# [TEXTO DE APOIO]
--------------------
Cresce movimento pela criminalização de atitudes controladoras e de opressão às vítimas de violência doméstica na Austrália

Controle coercitivo é um tipo de abuso doméstico

Source: Getty Images/Xia Yuan

Aumentam pedidos para que o controle coercitivo seja considerado crime na Austrália. Esse tipo de abuso doméstico, em que a vítima é controlada e reprimida pelo parceiro, pode ser acompanhado por violência física. Mulheres com vistos temporários tem mais dificuldade de sair da relação abusiva por dependência emocional e financeira com o agressor.


Ativistas que atuam contra a violência doméstica pedem a criminalização de atitudes controladoras que frequentemente antecedem a violência física nos relacionamentos abusivos. Esse tipo de abuso doméstico é chamado de controle coercitivo.

Profissionais que trabalham com apoio a grupos multiculturais na Austrália chamam a atenção para falhas na legislação e nos serviços de ajuda a imigrantes com vistos temporários que são vítimas dessa forma de violência no país.

A jornalista investigativa Jess Hill (foto abaixo) passou quatro anos pesquisando e escrevendo sobre a crise da violência doméstica na Austrália para o seu livro “See what you made me do”, em tradução livre para o português “Olha o que você me fez fazer”, que se tornou um documentário em três partes na SBS.
Jess Hill diz que a natureza ilusória do comportamento controlador e da opressão do abusador sobre a vítima torna esse ato, em muitos casos, invisível.

Entre os sinais desse tipo de abuso, a autora destaca que a mulher em geral tem que pedir permissão para tudo o que vai fazer, não tem acesso ao dinheiro e acaba se isolando, se afastando dos amigos e da família.

O parceiro torna difícil o contato dessa mulher com pessoas próximas.

Ele também a menospreza e ameaça se machucar e também machucar os filhos se a mulher o deixar.

Tudo isso, segundo Jess Hill, caracteriza o controle coercitivo.
O relatório mais recente do inTouch, um centro multicultural contra a violência familiar, mostra que 92% dos responsáveis por violência doméstica apresentaram comportamento controlador.

Anu Krishnan, assistente social de Melbourne, diz que o controle coercitivo nas comunidades multiculturais não é diferente das experiências convencionais.
--------------------
# [MATERIAL FORNECIDO]
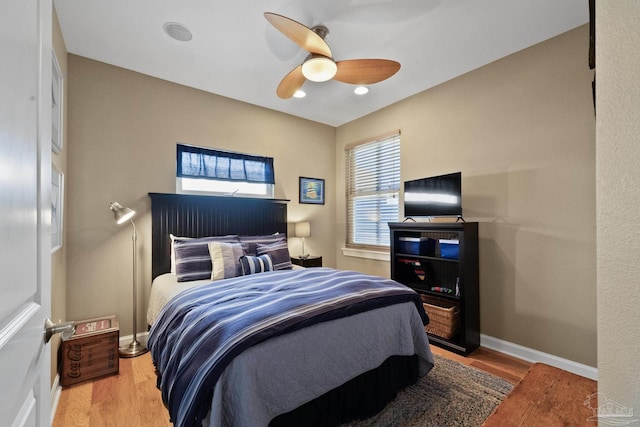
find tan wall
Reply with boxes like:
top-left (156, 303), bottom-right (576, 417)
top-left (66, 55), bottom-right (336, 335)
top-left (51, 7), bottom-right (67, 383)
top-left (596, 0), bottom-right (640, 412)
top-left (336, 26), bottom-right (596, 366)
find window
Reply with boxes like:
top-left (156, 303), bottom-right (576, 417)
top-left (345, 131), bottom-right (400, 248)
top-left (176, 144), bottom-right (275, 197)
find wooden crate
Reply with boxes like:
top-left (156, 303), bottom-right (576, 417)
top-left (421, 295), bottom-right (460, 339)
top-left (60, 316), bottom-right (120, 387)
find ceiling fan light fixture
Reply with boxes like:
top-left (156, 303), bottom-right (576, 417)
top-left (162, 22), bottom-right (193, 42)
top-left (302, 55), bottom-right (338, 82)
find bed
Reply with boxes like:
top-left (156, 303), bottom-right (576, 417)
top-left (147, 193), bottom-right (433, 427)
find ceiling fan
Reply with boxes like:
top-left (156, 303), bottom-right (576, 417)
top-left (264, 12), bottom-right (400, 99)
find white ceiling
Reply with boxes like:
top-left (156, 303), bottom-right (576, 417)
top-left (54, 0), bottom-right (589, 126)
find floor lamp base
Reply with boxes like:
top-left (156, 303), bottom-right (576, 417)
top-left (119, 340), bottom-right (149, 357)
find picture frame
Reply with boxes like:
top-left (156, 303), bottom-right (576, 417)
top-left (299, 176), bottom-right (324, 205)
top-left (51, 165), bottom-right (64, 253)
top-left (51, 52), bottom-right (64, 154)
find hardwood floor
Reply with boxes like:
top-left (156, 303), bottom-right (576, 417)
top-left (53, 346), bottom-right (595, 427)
--------------------
# [EXERCÍCIOS PROPOSTOS]
a. No texto sobre o controle coercitivo, quantos anos Jess Hill passou pesquisando e escrevendo sobre a violência doméstica na Austrália?
b. Troque "parceiro" por "companheiro" no trecho do texto sobre o controle coercitivo que começa em "O parceiro torna" e vai até "o controle coercitivo.", e reescreva-o.
O material provém de uma fonte diferente da do texto.

# [RESPOSTAS DOS EXERCÍCIOS]
a. Quatro anos.

b.
O companheiro torna difícil o contato dessa mulher com pessoas próximas.

Ele também a menospreza e ameaça se machucar e também machucar os filhos se a mulher o deixar.

Tudo isso, segundo Jess Hill, caracteriza o controle coercitivo.